(Beginning of Page text)

DEKALB COUNTY, Ga. — Update: On May 10th, DeKalb County released several hours of previously unreleased body cam video that Channel 2 Action News requested through an Open Records Request. It includes footage from the second officer who fired the final shots, but the footage does not include a clear view of Williams’ final moments. It is currently under review, as additional questions about protocol and policy in the post-shooting response have been submitted to the county. A follow-up report is pending.
When a neighbor called 911 on the afternoon of April 12, she told police she was scared of Matthew Zadok Williams and someone needed to take him away.
At that moment, looking out of her Decatur condo window, the caller did not believe Williams was armed, but she declared he was homeless.
Williams, 31, was actually roaming around his property and “pacing,” as the caller put it, covering a knife at the sight of people and disappearing with the sound of a fire truck siren. Property records show he had owned the condo in which he was fatally shot by police that day after a series of events from that 911 call to him running and lunging behind an officer with a knife, jumping through a window and telling police — who’d repeatedly pleaded for him to drop his knife — to back up and identify themselves.
They’d done that repeatedly in the roughly 23 minutes between arrival and the fatal shooting.
Williams’ family said he was in the middle of a mental health crisis. Crisis communicators should have stepped in, they said, the moment Williams was back behind closed doors of his own house, negotiating his terms of the conversation with officers.
The moments and the view of Williams seconds before the shooting have not been released, with DeKalb County citing an ongoing state investigation in a records denial on Friday. The hour and a half after the shooting showed officers backing up outside his door, awaiting SWAT’s arrival. It was a critical time without anyone rendering aid, which could have meant the difference between life and death, the family argued.

(End of Page text)
(Beginning of Data section)

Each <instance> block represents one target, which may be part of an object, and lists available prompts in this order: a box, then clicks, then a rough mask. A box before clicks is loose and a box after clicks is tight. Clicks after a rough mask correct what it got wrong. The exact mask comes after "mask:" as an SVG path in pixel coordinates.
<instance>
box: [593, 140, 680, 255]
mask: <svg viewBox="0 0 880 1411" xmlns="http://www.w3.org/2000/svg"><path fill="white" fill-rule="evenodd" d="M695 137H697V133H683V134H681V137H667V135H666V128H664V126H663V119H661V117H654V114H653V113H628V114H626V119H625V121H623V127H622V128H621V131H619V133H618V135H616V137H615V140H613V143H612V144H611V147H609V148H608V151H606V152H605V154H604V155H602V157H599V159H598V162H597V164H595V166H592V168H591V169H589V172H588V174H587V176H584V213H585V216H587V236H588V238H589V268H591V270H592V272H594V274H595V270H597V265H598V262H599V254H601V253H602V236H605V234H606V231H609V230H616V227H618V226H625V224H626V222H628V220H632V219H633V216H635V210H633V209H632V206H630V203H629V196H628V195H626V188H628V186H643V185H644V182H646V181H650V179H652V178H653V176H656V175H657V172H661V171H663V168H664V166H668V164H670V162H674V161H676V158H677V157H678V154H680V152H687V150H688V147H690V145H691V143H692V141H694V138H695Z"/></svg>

(End of Data section)

> [Task directions]: Change "neighbor" to "resident" in the news report, starting at "DEKALB COUNTY, Ga." and ending at "he was homeless.". The listing was taken from a different source than the news report.

> [Answer to this task]:
DEKALB COUNTY, Ga. — Update: On May 10th, DeKalb County released several hours of previously unreleased body cam video that Channel 2 Action News requested through an Open Records Request. It includes footage from the second officer who fired the final shots, but the footage does not include a clear view of Williams’ final moments. It is currently under review, as additional questions about protocol and policy in the post-shooting response have been submitted to the county. A follow-up report is pending.
When a resident called 911 on the afternoon of April 12, she told police she was scared of Matthew Zadok Williams and someone needed to take him away.
At that moment, looking out of her Decatur condo window, the caller did not believe Williams was armed, but she declared he was homeless.